**The problem**
Would you reproduce every record exactly, leaving out the pictures?

**Stored items**
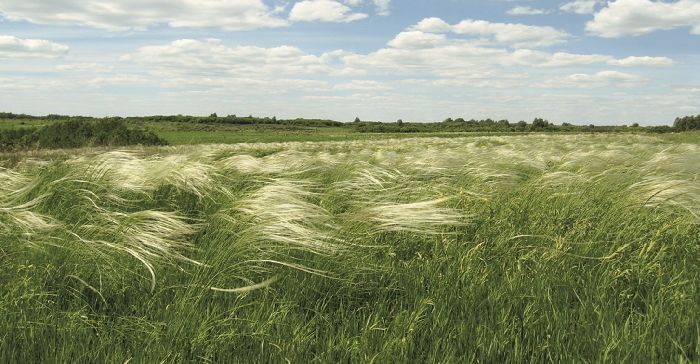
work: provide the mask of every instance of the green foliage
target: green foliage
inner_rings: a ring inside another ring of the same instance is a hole
[[[535,120],[532,121],[531,129],[536,131],[542,131],[552,128],[551,124],[549,124],[549,121],[544,120],[542,118],[535,118]]]
[[[177,123],[199,123],[199,124],[223,124],[223,125],[288,125],[288,126],[306,126],[306,127],[338,127],[344,125],[338,121],[322,120],[322,119],[278,119],[277,117],[239,117],[236,115],[216,116],[212,114],[209,117],[197,116],[144,116],[144,117],[128,117],[124,120],[131,123],[148,123],[148,122],[177,122]]]
[[[122,120],[69,119],[38,129],[0,130],[0,151],[95,146],[164,145],[155,133],[128,128]]]
[[[676,118],[673,127],[679,131],[700,130],[700,115]]]

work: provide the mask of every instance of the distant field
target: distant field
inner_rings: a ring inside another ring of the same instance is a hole
[[[0,362],[700,360],[697,133],[169,128],[0,155]]]

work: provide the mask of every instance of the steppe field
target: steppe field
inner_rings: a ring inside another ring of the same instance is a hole
[[[0,154],[0,362],[699,362],[698,140]]]

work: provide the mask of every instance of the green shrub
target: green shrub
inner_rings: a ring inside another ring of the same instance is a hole
[[[39,129],[0,131],[0,151],[165,144],[155,133],[130,129],[122,120],[67,120]]]

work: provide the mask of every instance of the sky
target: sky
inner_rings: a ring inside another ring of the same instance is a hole
[[[0,0],[0,111],[670,124],[700,0]]]

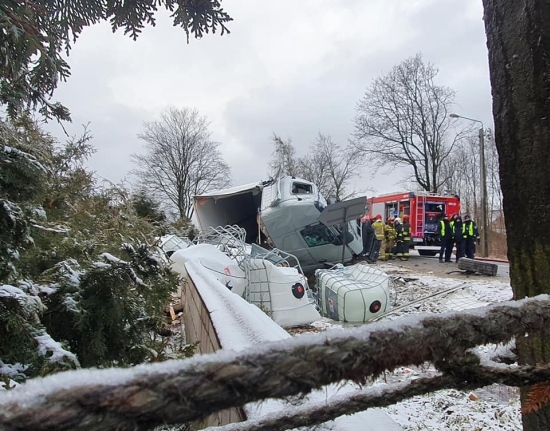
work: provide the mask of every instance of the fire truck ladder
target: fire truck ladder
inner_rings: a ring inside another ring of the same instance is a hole
[[[424,235],[424,213],[426,210],[426,195],[419,195],[416,199],[415,232]]]

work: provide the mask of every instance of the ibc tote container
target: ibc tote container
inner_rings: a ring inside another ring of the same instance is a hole
[[[362,323],[390,309],[389,276],[379,269],[357,264],[315,271],[317,295],[330,319]]]

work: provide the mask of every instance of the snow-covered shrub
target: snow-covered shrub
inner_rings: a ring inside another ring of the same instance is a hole
[[[175,352],[159,338],[176,276],[122,187],[97,189],[89,136],[60,146],[0,119],[0,382]],[[7,386],[6,386],[7,385]]]

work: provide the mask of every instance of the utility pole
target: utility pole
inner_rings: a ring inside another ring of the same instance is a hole
[[[479,129],[479,184],[481,187],[481,256],[489,256],[489,223],[487,221],[487,170],[485,168],[485,127],[483,122],[473,118],[463,117],[462,115],[449,114],[451,118],[463,118],[481,124]]]
[[[481,177],[481,255],[487,257],[489,256],[489,223],[487,222],[487,169],[485,167],[485,130],[483,127],[479,129],[479,170]]]

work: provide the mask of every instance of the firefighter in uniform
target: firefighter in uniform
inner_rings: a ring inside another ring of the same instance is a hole
[[[401,260],[409,260],[409,248],[411,245],[411,224],[409,223],[409,215],[403,216],[403,224],[401,225]]]
[[[384,226],[384,239],[386,240],[386,259],[391,260],[395,254],[395,228],[391,217],[388,217]]]
[[[403,260],[403,225],[401,224],[401,219],[396,217],[393,221],[393,226],[395,229],[395,257],[397,259]]]
[[[378,241],[378,244],[380,246],[380,255],[378,256],[378,259],[380,260],[386,260],[386,241],[384,238],[384,222],[382,221],[382,216],[380,214],[376,214],[376,217],[374,218],[375,221],[372,224],[372,227],[374,228],[374,235],[376,236],[376,240]]]

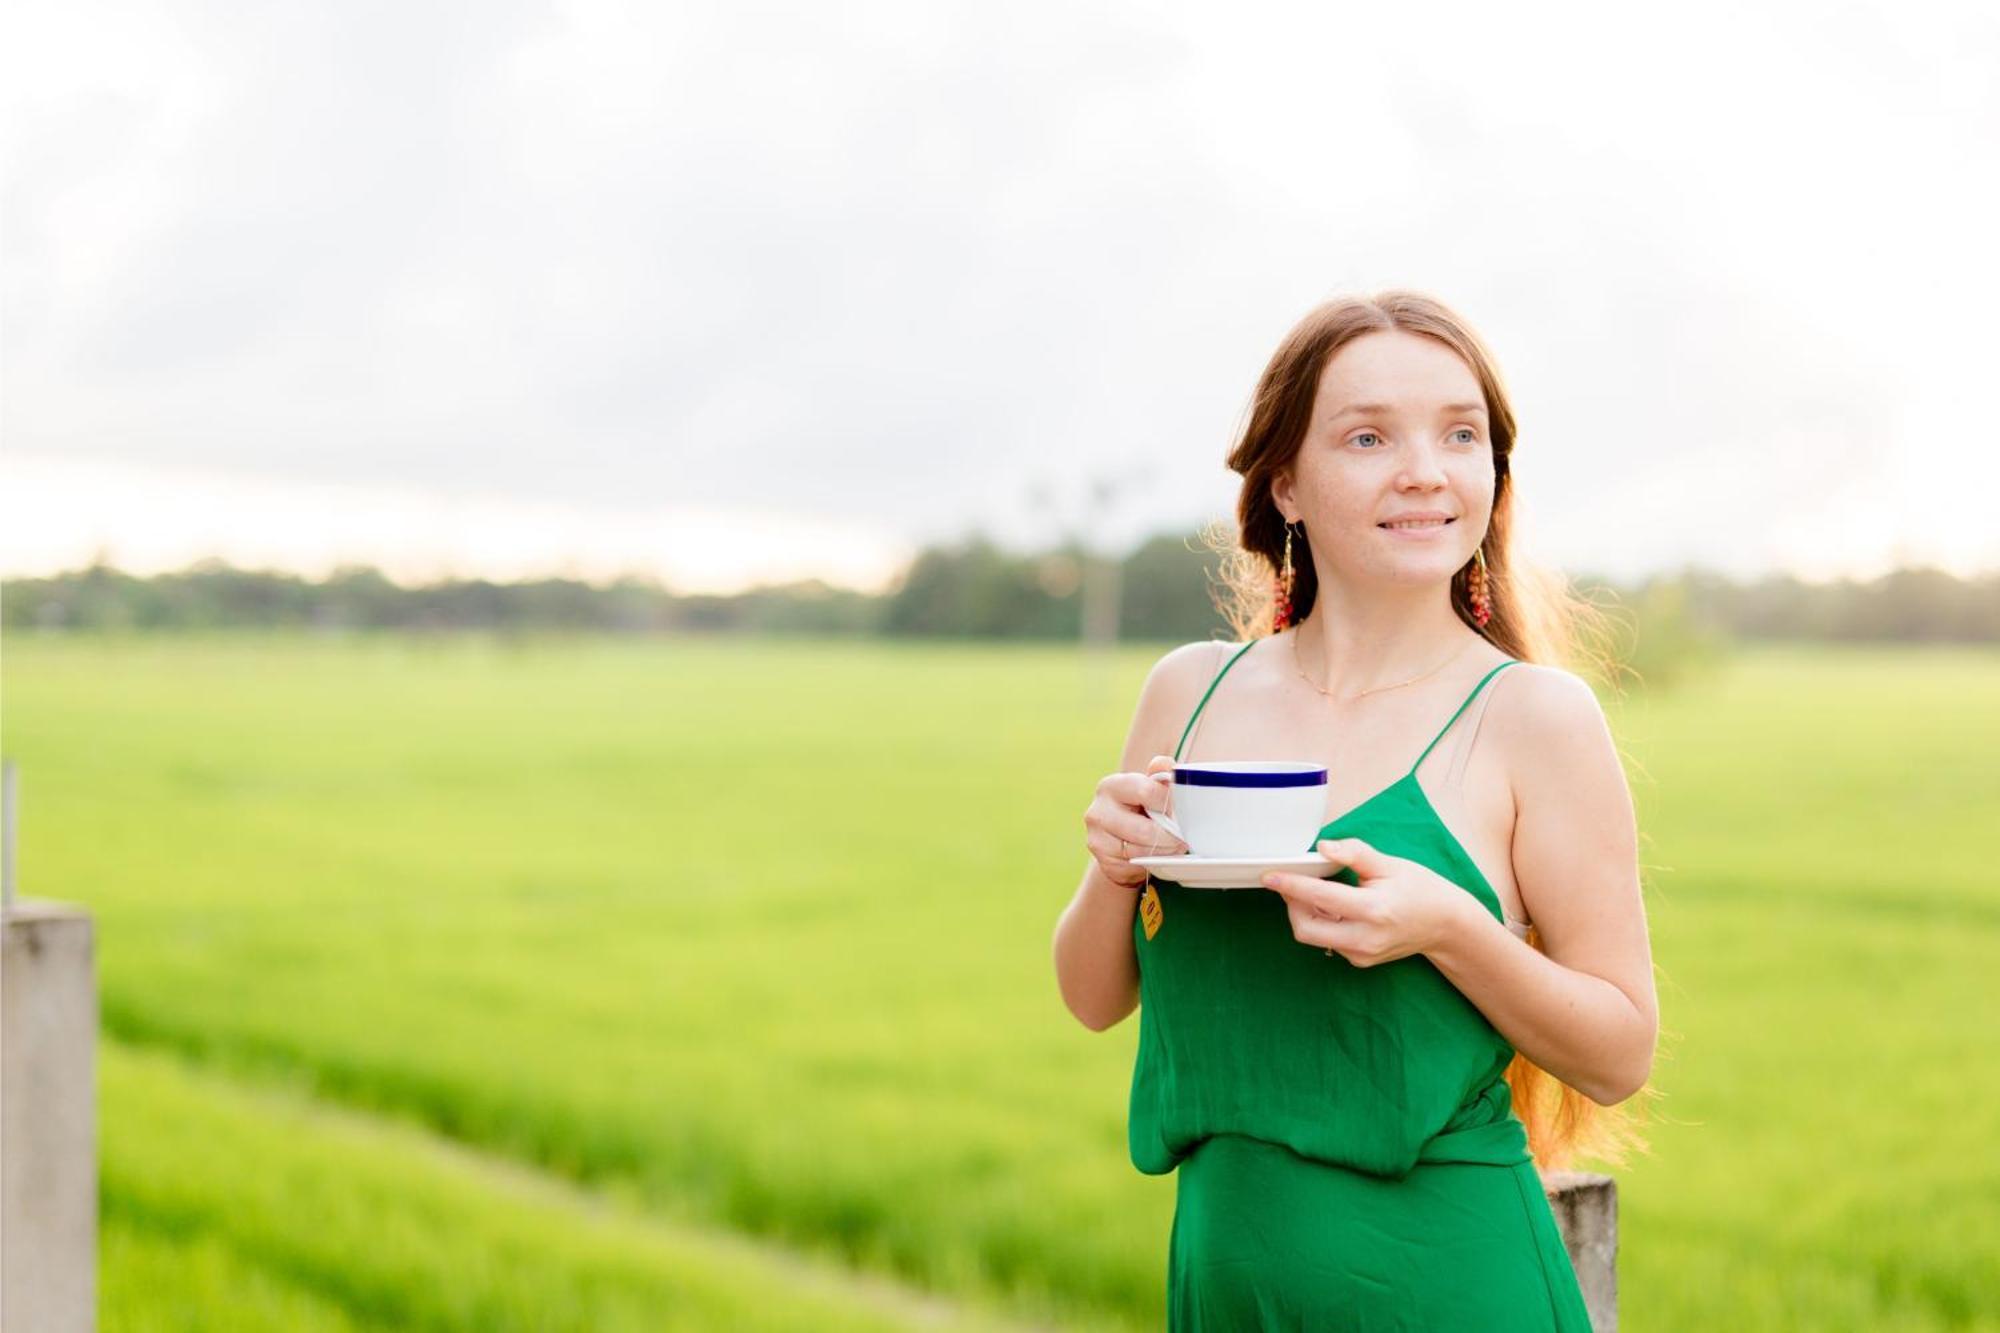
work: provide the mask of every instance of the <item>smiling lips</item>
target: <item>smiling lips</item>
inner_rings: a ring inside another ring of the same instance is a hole
[[[1377,523],[1378,528],[1390,532],[1442,532],[1452,523],[1447,514],[1420,514],[1413,518],[1393,519],[1387,523]]]

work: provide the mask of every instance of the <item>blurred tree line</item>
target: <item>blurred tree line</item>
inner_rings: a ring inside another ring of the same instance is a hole
[[[1069,639],[1081,633],[1082,585],[1092,558],[1074,544],[1018,554],[974,536],[924,550],[879,594],[815,580],[732,595],[678,594],[636,576],[609,584],[463,579],[404,587],[368,567],[311,581],[216,560],[139,578],[100,560],[50,578],[0,583],[0,626]],[[1154,537],[1125,556],[1118,562],[1120,636],[1229,637],[1211,600],[1219,562],[1186,535]],[[1652,658],[1662,668],[1732,638],[2000,641],[2000,574],[1961,579],[1901,569],[1867,582],[1815,584],[1786,575],[1737,582],[1687,570],[1631,585],[1589,576],[1572,583],[1606,609],[1618,660]]]

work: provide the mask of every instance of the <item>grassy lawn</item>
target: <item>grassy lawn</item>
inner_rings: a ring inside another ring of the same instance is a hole
[[[11,636],[105,1326],[1160,1326],[1136,1025],[1049,964],[1157,651]],[[1625,1327],[2000,1327],[2000,654],[1612,712],[1668,1029]]]

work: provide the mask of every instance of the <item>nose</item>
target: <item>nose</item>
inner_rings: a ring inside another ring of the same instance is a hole
[[[1435,445],[1418,440],[1403,451],[1403,467],[1396,477],[1397,486],[1406,491],[1435,491],[1446,480],[1444,464],[1438,458]]]

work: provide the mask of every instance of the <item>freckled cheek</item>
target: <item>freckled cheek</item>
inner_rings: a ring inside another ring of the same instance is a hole
[[[1330,476],[1313,488],[1311,504],[1336,527],[1360,523],[1372,512],[1368,487],[1358,477]]]

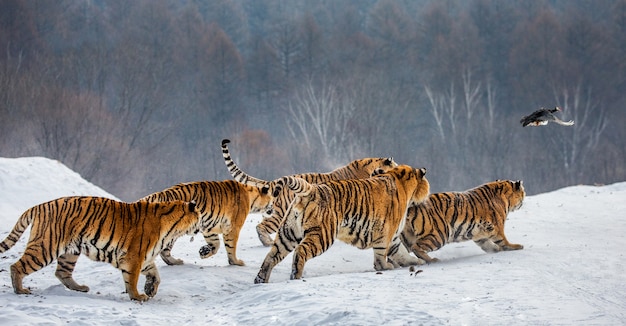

**Solved problem**
work: provide the mask of every instance of the green foliage
target: green foliage
inner_rings: a ring inside another ring of the same instance is a hole
[[[535,120],[532,121],[531,129],[536,131],[542,131],[552,128],[551,124],[549,124],[549,121],[544,120],[542,118],[535,118]]]
[[[177,123],[199,123],[199,124],[223,124],[223,125],[288,125],[288,126],[306,126],[306,127],[338,127],[344,125],[338,121],[322,120],[322,119],[278,119],[277,117],[239,117],[236,115],[216,116],[212,114],[209,117],[197,116],[144,116],[144,117],[128,117],[124,120],[131,123],[148,123],[148,122],[177,122]]]
[[[122,120],[69,119],[38,129],[0,130],[0,151],[95,146],[164,145],[155,133],[128,128]]]
[[[676,118],[673,127],[679,131],[700,130],[700,115]]]

work: provide the mask of every instance of the distant field
target: distant field
inner_rings: a ring inside another ring of the same instance is a hole
[[[0,362],[700,360],[697,133],[169,128],[0,155]]]

work: provide the mask of every instance of the steppe field
target: steppe field
inner_rings: a ring inside another ring of the same instance is a hole
[[[0,154],[0,362],[699,362],[698,140]]]

work: provide the mask of every instance of the green shrub
target: green shrub
inner_rings: a ring inside another ring of the same instance is a hole
[[[39,129],[0,131],[0,151],[165,144],[155,133],[130,129],[122,120],[67,120]]]

work: provide the mask of every instance of the sky
target: sky
inner_rings: a ring inside another ring of the same instance is a hole
[[[0,0],[0,111],[670,124],[700,0]]]

work: provide the mask of every instance of the fire truck ladder
target: fire truck ladder
inner_rings: a ring inside another ring of the same instance is a hole
[[[424,235],[424,213],[426,210],[426,195],[419,195],[416,199],[415,232]]]

work: provide the mask of every instance of the ibc tote container
target: ibc tote container
inner_rings: a ring inside another ring of the same instance is a hole
[[[362,323],[390,309],[389,276],[379,269],[357,264],[315,271],[317,295],[330,319]]]

work: provide the mask of every instance of the snow-covered shrub
target: snow-covered shrub
inner_rings: a ring inside another ring of the same instance is a hole
[[[175,352],[159,338],[176,276],[122,187],[97,189],[89,136],[60,146],[0,119],[0,382]],[[7,386],[6,386],[7,385]]]

work: provide the mask of every instance of the utility pole
target: utility pole
inner_rings: a ring inside another ring of the same instance is a hole
[[[479,129],[479,184],[481,187],[481,256],[489,256],[489,223],[487,221],[487,170],[485,168],[485,127],[483,122],[473,118],[463,117],[462,115],[449,114],[451,118],[463,118],[481,124]]]
[[[481,177],[481,255],[487,257],[489,256],[489,223],[487,222],[487,169],[485,167],[485,130],[483,127],[479,129],[479,170]]]

work: provide the mask of every instance of the firefighter in uniform
target: firefighter in uniform
inner_rings: a ring inside another ring of the same instance is a hole
[[[401,260],[409,260],[409,248],[411,245],[411,224],[409,223],[409,215],[403,216],[403,224],[401,225]]]
[[[384,226],[384,239],[386,240],[386,259],[391,260],[395,254],[395,228],[391,217],[388,217]]]
[[[403,260],[403,225],[401,224],[401,219],[396,217],[393,221],[393,226],[395,229],[395,257],[397,259]]]
[[[378,241],[378,244],[380,246],[380,255],[378,256],[378,259],[380,260],[386,260],[386,241],[384,238],[384,222],[382,221],[382,216],[380,214],[376,214],[376,217],[374,218],[375,221],[372,224],[372,227],[374,228],[374,235],[376,236],[376,240]]]

work: provide the mask of every instance of the <item>smiling lips</item>
target: <item>smiling lips</item>
inner_rings: a ring inside another ring of the same instance is a hole
[[[1377,523],[1378,528],[1390,532],[1442,532],[1452,523],[1447,514],[1420,514],[1413,518],[1393,519],[1387,523]]]

work: provide the mask of every instance of the <item>blurred tree line</item>
target: <item>blurred tree line</item>
inner_rings: a ring inside another ring of the same instance is a hole
[[[1069,639],[1081,633],[1082,585],[1092,558],[1074,544],[1018,554],[974,536],[924,550],[879,594],[815,580],[732,595],[678,594],[636,576],[609,584],[463,579],[404,587],[368,567],[311,581],[216,560],[139,578],[100,560],[50,578],[0,583],[0,626]],[[1154,537],[1125,556],[1118,562],[1120,636],[1229,637],[1211,600],[1219,562],[1186,535]],[[1652,658],[1662,668],[1732,638],[2000,641],[2000,574],[1961,579],[1901,569],[1867,582],[1815,584],[1786,575],[1737,582],[1687,570],[1631,585],[1589,576],[1572,583],[1606,609],[1618,660]]]

work: provide the mask of every instance of the <item>grassy lawn</item>
target: <item>grassy lawn</item>
inner_rings: a ring inside another ring of the same instance is a hole
[[[11,636],[105,1326],[1160,1326],[1136,1025],[1049,964],[1157,651]],[[1625,1327],[2000,1327],[2000,654],[1612,712],[1668,1029]]]

work: provide the mask of every instance of the <item>nose</item>
target: <item>nose</item>
inner_rings: a ring inside another ring of the same instance is a hole
[[[1435,445],[1418,440],[1403,451],[1403,467],[1396,477],[1397,486],[1406,491],[1435,491],[1446,480],[1444,464],[1438,458]]]

work: provide the mask of every instance of the <item>freckled cheek</item>
target: <item>freckled cheek</item>
inner_rings: a ring inside another ring of the same instance is a hole
[[[1330,476],[1313,488],[1311,504],[1336,527],[1360,523],[1372,512],[1368,487],[1358,477]]]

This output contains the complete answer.